*RECORD EXCERPTS*

------------------------------------------------

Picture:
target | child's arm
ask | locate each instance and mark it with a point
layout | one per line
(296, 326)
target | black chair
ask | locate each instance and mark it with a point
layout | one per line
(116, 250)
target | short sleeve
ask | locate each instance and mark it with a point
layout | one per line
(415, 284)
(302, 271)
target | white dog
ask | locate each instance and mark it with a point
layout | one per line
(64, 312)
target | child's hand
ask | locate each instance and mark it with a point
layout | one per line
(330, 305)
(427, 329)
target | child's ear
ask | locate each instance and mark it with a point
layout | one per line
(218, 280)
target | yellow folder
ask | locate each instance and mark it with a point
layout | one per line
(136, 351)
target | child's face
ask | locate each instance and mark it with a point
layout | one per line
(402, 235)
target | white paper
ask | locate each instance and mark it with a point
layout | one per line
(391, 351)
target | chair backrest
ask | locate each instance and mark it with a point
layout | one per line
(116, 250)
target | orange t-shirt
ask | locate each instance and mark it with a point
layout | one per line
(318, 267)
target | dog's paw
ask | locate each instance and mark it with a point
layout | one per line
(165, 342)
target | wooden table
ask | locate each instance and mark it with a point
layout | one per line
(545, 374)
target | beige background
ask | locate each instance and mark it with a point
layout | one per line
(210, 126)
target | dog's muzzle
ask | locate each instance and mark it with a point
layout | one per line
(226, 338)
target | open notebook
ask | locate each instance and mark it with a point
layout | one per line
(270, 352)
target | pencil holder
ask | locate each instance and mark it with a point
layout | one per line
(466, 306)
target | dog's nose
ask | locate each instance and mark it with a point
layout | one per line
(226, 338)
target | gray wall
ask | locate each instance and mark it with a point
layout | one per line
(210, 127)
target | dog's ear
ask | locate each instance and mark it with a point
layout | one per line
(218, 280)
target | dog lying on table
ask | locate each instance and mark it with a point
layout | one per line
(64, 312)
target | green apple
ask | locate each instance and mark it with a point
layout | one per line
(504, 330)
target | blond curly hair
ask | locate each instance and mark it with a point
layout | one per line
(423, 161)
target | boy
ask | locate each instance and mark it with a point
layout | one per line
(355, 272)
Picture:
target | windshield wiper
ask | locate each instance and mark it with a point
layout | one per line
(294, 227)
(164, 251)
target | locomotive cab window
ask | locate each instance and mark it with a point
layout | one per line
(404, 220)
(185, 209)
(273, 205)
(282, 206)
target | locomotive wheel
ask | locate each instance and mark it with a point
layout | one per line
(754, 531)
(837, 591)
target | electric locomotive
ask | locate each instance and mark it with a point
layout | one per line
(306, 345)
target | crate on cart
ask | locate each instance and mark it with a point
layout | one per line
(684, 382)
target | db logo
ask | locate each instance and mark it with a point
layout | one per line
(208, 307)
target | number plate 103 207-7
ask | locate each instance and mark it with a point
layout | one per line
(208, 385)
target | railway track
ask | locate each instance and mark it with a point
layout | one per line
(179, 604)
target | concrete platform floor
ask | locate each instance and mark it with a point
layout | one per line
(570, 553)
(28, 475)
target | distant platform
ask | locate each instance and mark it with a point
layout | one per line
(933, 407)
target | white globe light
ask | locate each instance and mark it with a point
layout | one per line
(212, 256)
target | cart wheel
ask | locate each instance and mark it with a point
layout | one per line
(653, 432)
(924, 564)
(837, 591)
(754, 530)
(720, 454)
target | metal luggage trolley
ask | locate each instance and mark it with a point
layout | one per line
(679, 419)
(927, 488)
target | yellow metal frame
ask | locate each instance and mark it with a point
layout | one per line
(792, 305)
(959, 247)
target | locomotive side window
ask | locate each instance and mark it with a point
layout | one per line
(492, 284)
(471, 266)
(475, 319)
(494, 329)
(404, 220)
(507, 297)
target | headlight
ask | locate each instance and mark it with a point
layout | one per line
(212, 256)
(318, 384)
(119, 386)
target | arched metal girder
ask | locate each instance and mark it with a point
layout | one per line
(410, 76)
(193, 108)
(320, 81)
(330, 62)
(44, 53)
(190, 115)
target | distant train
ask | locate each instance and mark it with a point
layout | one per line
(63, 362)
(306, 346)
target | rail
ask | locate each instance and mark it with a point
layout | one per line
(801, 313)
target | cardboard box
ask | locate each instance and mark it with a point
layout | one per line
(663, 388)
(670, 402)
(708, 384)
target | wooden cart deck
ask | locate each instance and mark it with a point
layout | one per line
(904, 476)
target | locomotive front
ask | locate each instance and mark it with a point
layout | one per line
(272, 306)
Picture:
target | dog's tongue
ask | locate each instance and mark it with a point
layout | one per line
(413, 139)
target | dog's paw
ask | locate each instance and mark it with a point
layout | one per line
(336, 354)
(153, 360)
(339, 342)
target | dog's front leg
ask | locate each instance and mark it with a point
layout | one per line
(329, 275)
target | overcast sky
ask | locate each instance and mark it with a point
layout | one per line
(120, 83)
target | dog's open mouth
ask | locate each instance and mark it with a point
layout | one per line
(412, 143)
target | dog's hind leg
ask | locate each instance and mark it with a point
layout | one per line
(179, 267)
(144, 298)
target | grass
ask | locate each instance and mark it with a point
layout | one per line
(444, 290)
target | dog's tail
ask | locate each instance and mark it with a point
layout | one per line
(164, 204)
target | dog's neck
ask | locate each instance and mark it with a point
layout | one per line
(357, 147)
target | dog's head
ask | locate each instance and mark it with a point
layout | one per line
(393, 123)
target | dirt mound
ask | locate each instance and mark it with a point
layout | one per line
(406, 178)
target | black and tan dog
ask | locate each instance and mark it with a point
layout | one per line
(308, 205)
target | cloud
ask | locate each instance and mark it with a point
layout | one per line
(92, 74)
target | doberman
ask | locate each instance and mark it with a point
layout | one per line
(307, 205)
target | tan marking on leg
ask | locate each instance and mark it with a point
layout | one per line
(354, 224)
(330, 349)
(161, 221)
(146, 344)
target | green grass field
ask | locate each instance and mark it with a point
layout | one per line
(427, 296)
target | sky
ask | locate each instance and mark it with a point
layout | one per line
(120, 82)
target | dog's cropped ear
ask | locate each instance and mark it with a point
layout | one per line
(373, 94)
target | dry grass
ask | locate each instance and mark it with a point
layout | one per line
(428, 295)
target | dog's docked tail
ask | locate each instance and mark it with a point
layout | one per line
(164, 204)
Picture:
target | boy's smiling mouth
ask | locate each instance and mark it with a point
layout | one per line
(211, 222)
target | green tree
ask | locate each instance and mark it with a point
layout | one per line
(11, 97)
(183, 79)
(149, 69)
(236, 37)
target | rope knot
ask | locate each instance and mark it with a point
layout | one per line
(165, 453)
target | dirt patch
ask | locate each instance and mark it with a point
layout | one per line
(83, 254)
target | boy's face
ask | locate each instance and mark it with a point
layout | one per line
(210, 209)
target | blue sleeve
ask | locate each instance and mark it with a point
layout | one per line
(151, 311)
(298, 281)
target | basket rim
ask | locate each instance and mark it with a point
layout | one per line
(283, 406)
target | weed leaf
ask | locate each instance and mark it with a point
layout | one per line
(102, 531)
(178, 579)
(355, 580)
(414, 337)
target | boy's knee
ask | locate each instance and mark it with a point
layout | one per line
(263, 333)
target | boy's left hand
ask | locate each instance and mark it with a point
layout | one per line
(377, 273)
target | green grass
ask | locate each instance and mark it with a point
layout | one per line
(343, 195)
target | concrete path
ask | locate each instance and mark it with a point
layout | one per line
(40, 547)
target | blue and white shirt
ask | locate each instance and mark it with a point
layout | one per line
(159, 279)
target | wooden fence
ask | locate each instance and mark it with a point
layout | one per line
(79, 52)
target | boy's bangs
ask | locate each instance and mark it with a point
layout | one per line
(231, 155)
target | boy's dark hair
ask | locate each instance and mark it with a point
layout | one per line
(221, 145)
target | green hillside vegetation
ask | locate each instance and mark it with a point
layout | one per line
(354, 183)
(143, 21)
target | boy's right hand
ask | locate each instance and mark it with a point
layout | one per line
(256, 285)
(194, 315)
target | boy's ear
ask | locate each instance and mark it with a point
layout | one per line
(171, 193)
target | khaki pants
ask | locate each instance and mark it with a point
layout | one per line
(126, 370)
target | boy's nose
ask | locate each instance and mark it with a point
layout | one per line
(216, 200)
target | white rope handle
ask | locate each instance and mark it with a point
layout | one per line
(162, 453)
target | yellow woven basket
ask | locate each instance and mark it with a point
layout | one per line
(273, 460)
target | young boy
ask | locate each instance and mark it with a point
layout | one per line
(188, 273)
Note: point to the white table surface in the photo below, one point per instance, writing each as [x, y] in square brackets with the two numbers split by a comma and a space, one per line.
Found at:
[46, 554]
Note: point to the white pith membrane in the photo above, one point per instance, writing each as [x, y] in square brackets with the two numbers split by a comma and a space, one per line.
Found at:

------------------------------------------------

*TO DO*
Transcribe the items verbatim, starting at the line containing "target | boy's bangs" and continuing through the final line of the items.

*SOLUTION FOR THIS PROBLEM*
target | boy's bangs
ask | locate each instance and mark it with a point
layout | one per line
(231, 155)
target | boy's dark hair
ask | locate each instance and mark it with a point
layout | one per line
(221, 145)
target | green hillside vegetation
ask | locate each instance and mark it with a point
layout | one per line
(354, 183)
(143, 21)
target | boy's right hand
ask | locate each instance and mark it with a point
layout | one per line
(256, 285)
(194, 315)
target | boy's ear
ask | locate each instance and mark it with a point
layout | one per line
(171, 193)
target | khaki pants
ask | locate each instance and mark it with a point
layout | one per line
(126, 370)
target | boy's nose
ask | locate each instance and mark it with a point
layout | one per line
(216, 200)
target | white rope handle
ask | locate each instance and mark it with a point
layout | one per line
(162, 453)
target | yellow woven basket
ask | locate each instance and mark it with a point
layout | one per line
(273, 460)
target | young boy
ask | locate each instance and mark it with a point
layout | one per line
(188, 273)
Note: point to the white table surface in the photo below, one point per instance, writing each as [x, y] in square brackets with the two numbers split by a comma and a space, one per line.
Found at:
[46, 554]
Note: point to the white pith membrane in the photo above, one point per instance, writing each as [x, y] in square brackets with the two numbers split by a comma and a space, one per line.
Found at:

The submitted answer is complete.